## Problem statement
Could you please reproduce the entries exactly, leaving out any pictures?

## Material shown
----

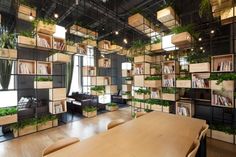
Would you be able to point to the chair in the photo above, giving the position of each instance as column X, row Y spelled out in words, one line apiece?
column 194, row 149
column 139, row 114
column 115, row 123
column 59, row 145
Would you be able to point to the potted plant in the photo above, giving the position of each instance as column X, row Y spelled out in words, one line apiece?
column 183, row 82
column 199, row 62
column 142, row 93
column 112, row 106
column 170, row 94
column 89, row 111
column 98, row 90
column 8, row 115
column 8, row 45
column 27, row 38
column 153, row 81
column 43, row 82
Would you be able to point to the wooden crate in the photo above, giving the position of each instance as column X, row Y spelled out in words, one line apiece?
column 44, row 126
column 27, row 67
column 219, row 135
column 185, row 108
column 183, row 83
column 170, row 97
column 46, row 28
column 199, row 67
column 8, row 119
column 90, row 114
column 157, row 47
column 112, row 108
column 111, row 89
column 43, row 84
column 227, row 85
column 182, row 39
column 139, row 80
column 152, row 83
column 143, row 58
column 44, row 68
column 57, row 107
column 217, row 61
column 27, row 130
column 90, row 42
column 24, row 12
column 57, row 94
column 60, row 57
column 26, row 41
column 71, row 49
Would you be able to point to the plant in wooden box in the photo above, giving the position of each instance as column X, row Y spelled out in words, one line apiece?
column 112, row 106
column 98, row 90
column 27, row 38
column 199, row 62
column 223, row 132
column 8, row 46
column 183, row 82
column 24, row 127
column 89, row 111
column 153, row 81
column 142, row 93
column 8, row 115
column 43, row 82
column 170, row 94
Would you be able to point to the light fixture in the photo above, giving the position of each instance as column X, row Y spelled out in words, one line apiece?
column 56, row 15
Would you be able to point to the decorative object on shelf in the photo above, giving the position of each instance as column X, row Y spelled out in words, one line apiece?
column 112, row 107
column 89, row 111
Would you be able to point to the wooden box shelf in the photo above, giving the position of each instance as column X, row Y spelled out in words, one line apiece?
column 222, row 63
column 44, row 68
column 26, row 41
column 104, row 63
column 185, row 108
column 144, row 58
column 142, row 24
column 8, row 119
column 57, row 107
column 57, row 94
column 89, row 71
column 44, row 40
column 199, row 67
column 24, row 12
column 26, row 67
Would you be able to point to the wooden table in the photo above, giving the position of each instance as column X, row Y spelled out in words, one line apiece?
column 156, row 134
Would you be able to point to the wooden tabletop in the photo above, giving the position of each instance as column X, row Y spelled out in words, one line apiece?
column 156, row 134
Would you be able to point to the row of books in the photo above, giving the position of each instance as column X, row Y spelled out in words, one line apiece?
column 221, row 100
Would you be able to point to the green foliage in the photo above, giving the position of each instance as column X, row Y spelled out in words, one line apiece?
column 224, row 128
column 153, row 78
column 43, row 79
column 8, row 111
column 5, row 72
column 220, row 77
column 142, row 91
column 8, row 41
column 89, row 109
column 99, row 89
column 169, row 90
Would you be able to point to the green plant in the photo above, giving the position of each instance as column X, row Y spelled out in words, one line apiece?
column 153, row 78
column 169, row 90
column 43, row 79
column 99, row 89
column 5, row 73
column 8, row 111
column 89, row 109
column 8, row 40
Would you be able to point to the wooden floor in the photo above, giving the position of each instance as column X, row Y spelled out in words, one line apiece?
column 32, row 145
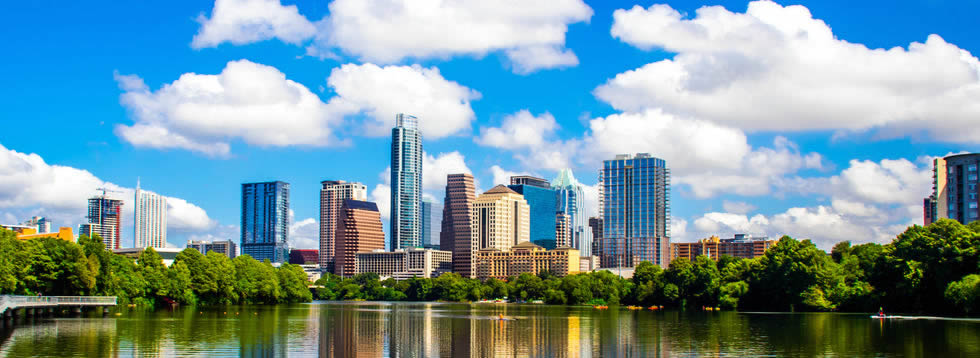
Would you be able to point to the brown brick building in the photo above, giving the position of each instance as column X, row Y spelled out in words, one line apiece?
column 742, row 246
column 358, row 230
column 526, row 257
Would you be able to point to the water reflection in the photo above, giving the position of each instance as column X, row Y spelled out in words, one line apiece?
column 454, row 330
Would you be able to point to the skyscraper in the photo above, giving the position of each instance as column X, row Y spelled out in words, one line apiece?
column 456, row 235
column 571, row 201
column 332, row 196
column 104, row 219
column 265, row 221
column 358, row 230
column 500, row 219
column 636, row 216
column 543, row 203
column 406, row 183
column 954, row 189
column 150, row 219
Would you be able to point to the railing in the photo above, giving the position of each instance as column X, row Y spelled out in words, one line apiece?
column 15, row 302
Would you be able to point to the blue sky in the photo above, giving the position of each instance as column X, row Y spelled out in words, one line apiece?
column 770, row 126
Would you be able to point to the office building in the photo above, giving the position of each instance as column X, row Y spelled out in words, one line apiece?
column 636, row 214
column 456, row 235
column 563, row 230
column 571, row 201
column 530, row 181
column 741, row 246
column 543, row 204
column 42, row 224
column 265, row 221
column 332, row 196
column 104, row 219
column 358, row 230
column 403, row 264
column 149, row 219
column 406, row 183
column 500, row 219
column 954, row 189
column 526, row 257
column 224, row 247
column 304, row 256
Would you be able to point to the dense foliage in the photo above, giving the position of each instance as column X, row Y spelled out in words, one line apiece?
column 931, row 269
column 925, row 269
column 56, row 267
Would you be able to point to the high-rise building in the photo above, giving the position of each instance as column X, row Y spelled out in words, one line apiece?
column 42, row 224
column 500, row 219
column 636, row 214
column 104, row 219
column 406, row 183
column 224, row 247
column 543, row 203
column 563, row 232
column 332, row 196
column 457, row 221
column 954, row 189
column 149, row 219
column 358, row 230
column 265, row 221
column 741, row 246
column 529, row 180
column 571, row 201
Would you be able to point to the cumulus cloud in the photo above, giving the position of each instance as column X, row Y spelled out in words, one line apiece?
column 257, row 104
column 779, row 68
column 531, row 34
column 443, row 106
column 246, row 21
column 870, row 202
column 30, row 186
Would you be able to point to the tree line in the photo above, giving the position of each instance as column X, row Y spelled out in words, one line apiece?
column 933, row 269
column 55, row 267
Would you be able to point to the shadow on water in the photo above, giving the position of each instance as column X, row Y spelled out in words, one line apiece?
column 459, row 330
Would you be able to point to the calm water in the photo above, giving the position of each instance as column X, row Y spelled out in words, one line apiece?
column 371, row 329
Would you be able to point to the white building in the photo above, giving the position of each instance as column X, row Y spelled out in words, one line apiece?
column 150, row 219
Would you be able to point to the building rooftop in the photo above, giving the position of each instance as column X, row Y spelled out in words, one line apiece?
column 500, row 189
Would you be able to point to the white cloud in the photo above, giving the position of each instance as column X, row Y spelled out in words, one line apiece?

----

## Your response
Would you be able to point to the chair in the photo above, giving the position of each instance as column X, row Y spelled out in words, one line apiece?
column 194, row 149
column 139, row 114
column 115, row 123
column 59, row 145
Would you be able to point to the potted plant in the photo above, giving the position of each instance as column X, row Y spelled out in words, one line apiece?
column 183, row 82
column 199, row 62
column 142, row 93
column 112, row 106
column 170, row 94
column 89, row 111
column 98, row 90
column 8, row 115
column 8, row 45
column 27, row 38
column 153, row 81
column 43, row 82
Would you be able to point to the wooden crate in the photo above, giving the position of each instance as column X, row Y spelled out in words, one line apiece?
column 44, row 126
column 27, row 67
column 219, row 135
column 185, row 108
column 183, row 83
column 170, row 97
column 46, row 28
column 199, row 67
column 8, row 119
column 90, row 114
column 157, row 47
column 112, row 108
column 111, row 89
column 43, row 84
column 227, row 85
column 182, row 39
column 139, row 80
column 152, row 83
column 143, row 58
column 44, row 68
column 57, row 107
column 217, row 61
column 27, row 130
column 90, row 42
column 24, row 12
column 57, row 94
column 60, row 57
column 26, row 41
column 71, row 49
Would you be able to point to the plant in wooden box in the photo above, giving the position of each instance as column X, row Y spelled out in words, one line apiece?
column 112, row 106
column 98, row 90
column 27, row 38
column 199, row 62
column 223, row 132
column 8, row 46
column 183, row 82
column 24, row 127
column 89, row 111
column 153, row 81
column 142, row 93
column 8, row 115
column 43, row 82
column 170, row 94
Would you be able to point to the light fixture in the photo above, giving the position of each instance as column X, row Y spelled out in words, one line apiece?
column 56, row 15
Would you be able to point to the decorative object on shelf in the photo above, giving the position of each instance as column X, row Y spelled out in words, one line apiece?
column 112, row 107
column 89, row 111
Would you be able to point to the wooden box shelf in the photo above, giving the position of each instance as column X, row Y spelled out in words, one line apiece?
column 222, row 63
column 44, row 68
column 26, row 41
column 104, row 63
column 185, row 108
column 144, row 58
column 142, row 24
column 8, row 119
column 57, row 107
column 57, row 94
column 89, row 71
column 44, row 40
column 199, row 67
column 24, row 12
column 26, row 67
Would you be able to point to the wooden table in the photo above, giving the position of each instance as column X, row Y spelled out in words, one line apiece?
column 156, row 134
Would you be able to point to the wooden tabletop in the photo above, giving the position of each instance as column X, row Y spelled out in words, one line apiece?
column 156, row 134
Would you be able to point to the row of books in the photo above, giving the position of each instance as column X, row Y spelled out in words, one line apiece?
column 221, row 100
Would you be able to point to the green foliage in the photo above, giving the position of each instance as column X, row Y spelled out in words, one line apiece?
column 224, row 128
column 153, row 78
column 43, row 79
column 8, row 111
column 5, row 72
column 220, row 77
column 142, row 91
column 8, row 41
column 89, row 109
column 99, row 89
column 169, row 90
Would you be able to point to the green plant in the photo above, giving the position of each instance as column X, row Y spelled out in words, one line apiece?
column 153, row 78
column 169, row 90
column 43, row 79
column 99, row 89
column 5, row 73
column 8, row 111
column 89, row 109
column 8, row 40
Would you be able to point to the wooden floor in the photo above, giving the position of each instance as column X, row Y spelled out in words, one line apiece?
column 32, row 145
Would you be able to point to the brown brick building in the photo above, giving the position of each instance as column X, row Y spelled out in words, one line apiece?
column 742, row 246
column 358, row 230
column 526, row 257
Would you be able to point to the water reflection in the photo above, giving the position of each instance as column X, row Y spelled out in words, one line apiece?
column 454, row 330
Would you be able to point to the skyscraper in the photo above, giving the position of each instance as column X, row Y spelled out in words, one line apiece?
column 456, row 235
column 571, row 201
column 332, row 196
column 104, row 219
column 265, row 221
column 358, row 230
column 500, row 219
column 636, row 216
column 543, row 203
column 406, row 183
column 954, row 189
column 150, row 219
Would you be able to point to the railing in the photo above, giving the position of each instance as column X, row Y spelled out in words, one line apiece?
column 15, row 302
Would you be able to point to the blue sky in the photo above, giving the position of each instance as column X, row Y spelled out in words, one line apiece?
column 770, row 126
Would you be able to point to the office building in the photo above, giving the position of each instance as column X, row Y spelled out in words, one line apiece?
column 636, row 214
column 456, row 235
column 563, row 230
column 571, row 201
column 530, row 181
column 741, row 246
column 543, row 204
column 42, row 224
column 265, row 221
column 332, row 196
column 104, row 219
column 358, row 230
column 403, row 264
column 149, row 219
column 406, row 183
column 500, row 219
column 954, row 189
column 526, row 257
column 224, row 247
column 304, row 256
Would you be able to point to the dense foliage in the photo above, giving the position of each instance as column X, row Y spelled out in words, one line apiece?
column 931, row 269
column 925, row 269
column 56, row 267
Would you be able to point to the high-rise building in the photo above, giving the position of each instance as column X, row Y spelled out in words, one line apiece?
column 42, row 224
column 500, row 219
column 636, row 214
column 104, row 219
column 406, row 183
column 224, row 247
column 543, row 203
column 563, row 232
column 332, row 196
column 457, row 221
column 954, row 189
column 149, row 219
column 358, row 230
column 265, row 221
column 741, row 246
column 529, row 180
column 571, row 201
Would you be able to point to the cumulus cloud in the photo above, giving the position of each instance as column X, row Y spelled out in words, one line apiece?
column 257, row 104
column 779, row 68
column 531, row 34
column 443, row 106
column 246, row 21
column 870, row 202
column 30, row 186
Would you be able to point to the tree line in the photo above, giving the position of each instance as column X, row Y spelled out in words, one line apiece?
column 933, row 269
column 55, row 267
Would you be able to point to the shadow on water in the photo above, giving the position of each instance as column X, row Y spelled out in words, one line apiece?
column 459, row 330
Would you be able to point to the calm water in the photo above, giving the position of each instance as column X, row Y spelled out in words, one line apiece?
column 371, row 329
Would you be able to point to the white building in the photo above, giving the position of each instance as column X, row Y spelled out in words, one line apiece?
column 150, row 219
Would you be able to point to the building rooftop in the photo above, giving the position of each instance as column X, row Y spelled out in words, one line apiece?
column 500, row 189
Would you be able to point to the white cloud in the photo above, giving the position of each instance as column X, row Y spelled out in words, one line apiece?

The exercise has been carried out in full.